Items from a dataset:
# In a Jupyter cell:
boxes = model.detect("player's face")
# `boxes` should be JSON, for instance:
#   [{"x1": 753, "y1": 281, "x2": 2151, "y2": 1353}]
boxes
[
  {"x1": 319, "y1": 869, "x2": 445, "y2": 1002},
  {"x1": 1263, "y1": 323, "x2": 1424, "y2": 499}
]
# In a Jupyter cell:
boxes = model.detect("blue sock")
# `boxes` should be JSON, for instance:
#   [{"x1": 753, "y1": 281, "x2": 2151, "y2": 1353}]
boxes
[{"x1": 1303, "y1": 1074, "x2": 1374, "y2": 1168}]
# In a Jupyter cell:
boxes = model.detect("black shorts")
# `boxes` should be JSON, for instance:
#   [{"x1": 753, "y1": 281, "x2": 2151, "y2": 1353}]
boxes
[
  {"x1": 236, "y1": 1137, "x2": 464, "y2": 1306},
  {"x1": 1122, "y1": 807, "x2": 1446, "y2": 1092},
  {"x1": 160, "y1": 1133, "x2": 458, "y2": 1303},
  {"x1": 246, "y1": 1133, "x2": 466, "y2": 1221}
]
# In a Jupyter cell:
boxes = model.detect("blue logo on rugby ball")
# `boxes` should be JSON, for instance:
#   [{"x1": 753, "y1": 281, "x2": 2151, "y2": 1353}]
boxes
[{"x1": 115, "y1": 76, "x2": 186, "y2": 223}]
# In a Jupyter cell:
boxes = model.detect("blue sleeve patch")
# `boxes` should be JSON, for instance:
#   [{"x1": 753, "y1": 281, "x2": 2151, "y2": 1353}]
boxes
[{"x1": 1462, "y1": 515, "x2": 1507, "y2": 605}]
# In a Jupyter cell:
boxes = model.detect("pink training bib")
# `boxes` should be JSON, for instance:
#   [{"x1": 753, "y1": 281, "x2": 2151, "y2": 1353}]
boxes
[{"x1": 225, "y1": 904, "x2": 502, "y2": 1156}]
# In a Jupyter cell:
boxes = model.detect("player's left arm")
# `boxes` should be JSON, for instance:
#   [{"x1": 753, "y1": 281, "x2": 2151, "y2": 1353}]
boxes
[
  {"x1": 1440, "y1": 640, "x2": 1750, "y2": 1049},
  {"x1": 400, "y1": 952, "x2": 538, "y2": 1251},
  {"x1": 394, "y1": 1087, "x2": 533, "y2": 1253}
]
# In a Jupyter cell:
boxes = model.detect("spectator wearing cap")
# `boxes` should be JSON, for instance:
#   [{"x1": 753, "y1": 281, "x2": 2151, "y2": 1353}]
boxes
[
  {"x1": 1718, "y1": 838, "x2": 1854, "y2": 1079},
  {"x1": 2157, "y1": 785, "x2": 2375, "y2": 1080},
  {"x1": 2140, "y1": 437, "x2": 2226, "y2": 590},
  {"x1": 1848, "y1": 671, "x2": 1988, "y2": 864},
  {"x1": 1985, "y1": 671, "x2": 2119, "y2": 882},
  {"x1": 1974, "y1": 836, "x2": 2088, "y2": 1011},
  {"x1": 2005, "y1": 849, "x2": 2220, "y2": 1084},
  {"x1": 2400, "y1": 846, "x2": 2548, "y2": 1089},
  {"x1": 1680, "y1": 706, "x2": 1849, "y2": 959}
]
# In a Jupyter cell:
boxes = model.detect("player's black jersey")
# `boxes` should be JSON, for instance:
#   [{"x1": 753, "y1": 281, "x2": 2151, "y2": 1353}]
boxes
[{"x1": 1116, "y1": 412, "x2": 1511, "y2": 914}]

_Work required_
Without changing a word, print all of the entries above.

_Response box_
# In a Jupyter cell:
boxes = model.detect("player's face")
# `boxes` should be JSON, for instance:
#   [{"x1": 753, "y1": 281, "x2": 2151, "y2": 1353}]
boxes
[
  {"x1": 319, "y1": 869, "x2": 445, "y2": 1002},
  {"x1": 1263, "y1": 323, "x2": 1424, "y2": 499}
]
# In a Jupyter cell:
boxes = model.detect("blue sock")
# `boxes` should be JSON, for instance:
#   [{"x1": 753, "y1": 281, "x2": 2151, "y2": 1353}]
boxes
[{"x1": 1303, "y1": 1074, "x2": 1374, "y2": 1168}]
# In a Jupyter cell:
boxes = model.detect("black shorts")
# `boxes` should be JSON, for instance:
#   [{"x1": 753, "y1": 281, "x2": 2151, "y2": 1353}]
boxes
[
  {"x1": 236, "y1": 1137, "x2": 464, "y2": 1306},
  {"x1": 1122, "y1": 807, "x2": 1446, "y2": 1092},
  {"x1": 160, "y1": 1133, "x2": 458, "y2": 1303},
  {"x1": 246, "y1": 1133, "x2": 466, "y2": 1221}
]
# In a Jupyter cell:
boxes = model.detect("blue logo on rugby ball")
# `boxes` should be JSON, for instance:
#   [{"x1": 753, "y1": 281, "x2": 2151, "y2": 1353}]
boxes
[{"x1": 115, "y1": 76, "x2": 186, "y2": 223}]
# In a Jupyter cell:
boxes = model.detect("blue sleeve patch")
# `boxes` should be JSON, for instance:
#   [{"x1": 753, "y1": 281, "x2": 2151, "y2": 1353}]
boxes
[{"x1": 1462, "y1": 515, "x2": 1507, "y2": 605}]
# In a Jupyter cell:
boxes = model.detect("pink training bib")
# `boxes` should be JSON, for instance:
#   [{"x1": 753, "y1": 281, "x2": 2151, "y2": 1353}]
boxes
[{"x1": 225, "y1": 904, "x2": 502, "y2": 1156}]
# In a Jupyter cell:
boxes = model.detect("player's left arm")
# `boxes` should be JSON, for instance:
#   [{"x1": 753, "y1": 281, "x2": 2151, "y2": 1353}]
boxes
[
  {"x1": 1440, "y1": 640, "x2": 1750, "y2": 1049},
  {"x1": 400, "y1": 952, "x2": 538, "y2": 1251},
  {"x1": 394, "y1": 1087, "x2": 533, "y2": 1253}
]
# In a Jupyter cell:
boxes = model.detect("spectator wearing cap")
# `boxes` should be JSON, for instance:
#   [{"x1": 753, "y1": 281, "x2": 2151, "y2": 1353}]
boxes
[
  {"x1": 1718, "y1": 838, "x2": 1854, "y2": 1079},
  {"x1": 2157, "y1": 785, "x2": 2375, "y2": 1080},
  {"x1": 2140, "y1": 437, "x2": 2226, "y2": 590},
  {"x1": 1848, "y1": 671, "x2": 1988, "y2": 864},
  {"x1": 1985, "y1": 671, "x2": 2119, "y2": 882},
  {"x1": 1974, "y1": 836, "x2": 2088, "y2": 1011},
  {"x1": 2005, "y1": 849, "x2": 2220, "y2": 1084},
  {"x1": 2400, "y1": 846, "x2": 2548, "y2": 1089},
  {"x1": 1680, "y1": 706, "x2": 1849, "y2": 959}
]
# In a Jupyter cell:
boxes = model.detect("player's black jersey")
# `boxes` should be JSON, for instance:
#   [{"x1": 753, "y1": 281, "x2": 2151, "y2": 1353}]
boxes
[{"x1": 1116, "y1": 412, "x2": 1511, "y2": 914}]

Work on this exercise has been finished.